(Beginning of Entries shown)

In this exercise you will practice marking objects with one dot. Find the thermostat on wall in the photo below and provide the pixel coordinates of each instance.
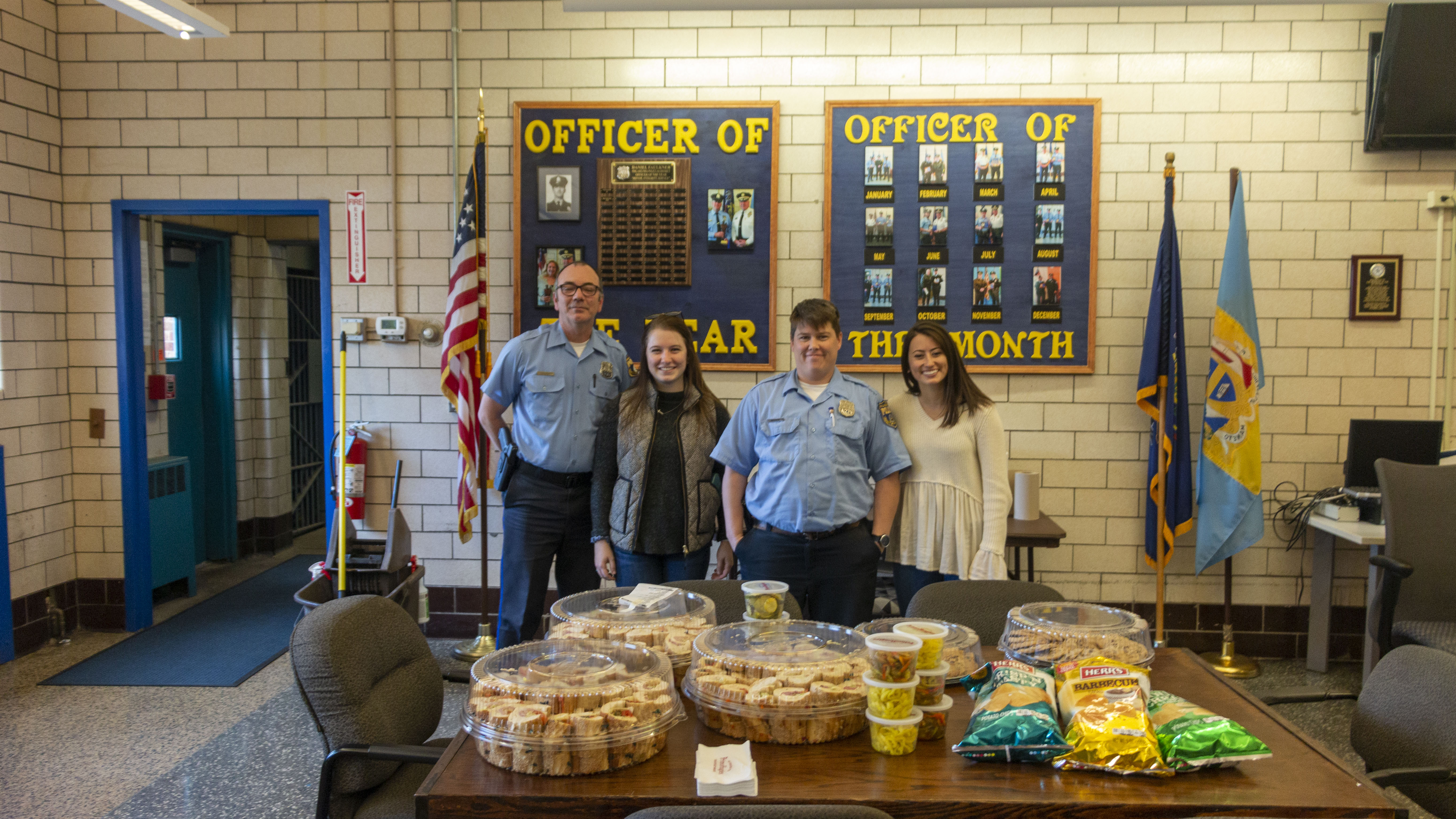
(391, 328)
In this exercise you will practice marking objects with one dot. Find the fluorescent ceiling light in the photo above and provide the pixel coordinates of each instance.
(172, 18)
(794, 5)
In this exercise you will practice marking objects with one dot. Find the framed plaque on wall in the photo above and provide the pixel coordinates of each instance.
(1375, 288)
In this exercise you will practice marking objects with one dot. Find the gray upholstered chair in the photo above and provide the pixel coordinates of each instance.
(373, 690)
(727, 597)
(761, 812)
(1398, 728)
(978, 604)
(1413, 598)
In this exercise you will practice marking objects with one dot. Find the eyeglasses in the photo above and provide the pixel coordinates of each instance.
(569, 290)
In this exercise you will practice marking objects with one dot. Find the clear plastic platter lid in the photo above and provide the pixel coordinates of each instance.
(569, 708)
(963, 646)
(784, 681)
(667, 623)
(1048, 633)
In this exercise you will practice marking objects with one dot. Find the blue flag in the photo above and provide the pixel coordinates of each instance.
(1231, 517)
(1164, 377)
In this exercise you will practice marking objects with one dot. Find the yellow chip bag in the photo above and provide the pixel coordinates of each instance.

(End of Entries shown)

_What you will do_.
In the answer, include exactly the lines from the line containing "Find the eyeglasses" through the end of the data, and nothing else.

_Task answer_.
In this exercise you will practice marking objects with one dot. Find the eyeglasses in the photo above and provide the pixel coordinates of each instance.
(569, 290)
In this exercise you will practice marking objects with one dot. Find the clear plastic platter lid in the photo above and provide the pixel coordinates of each instance.
(569, 708)
(963, 646)
(784, 681)
(667, 623)
(1048, 633)
In this exercise you will practice marking objects with one dot. Find the blue flag in the photo above and provide the pixel coordinates of each instance.
(1231, 517)
(1164, 377)
In this exercise you will practice marking objects with one dot. Find the yellow chip bag in the photo above and provide the pixel coordinates of each instance.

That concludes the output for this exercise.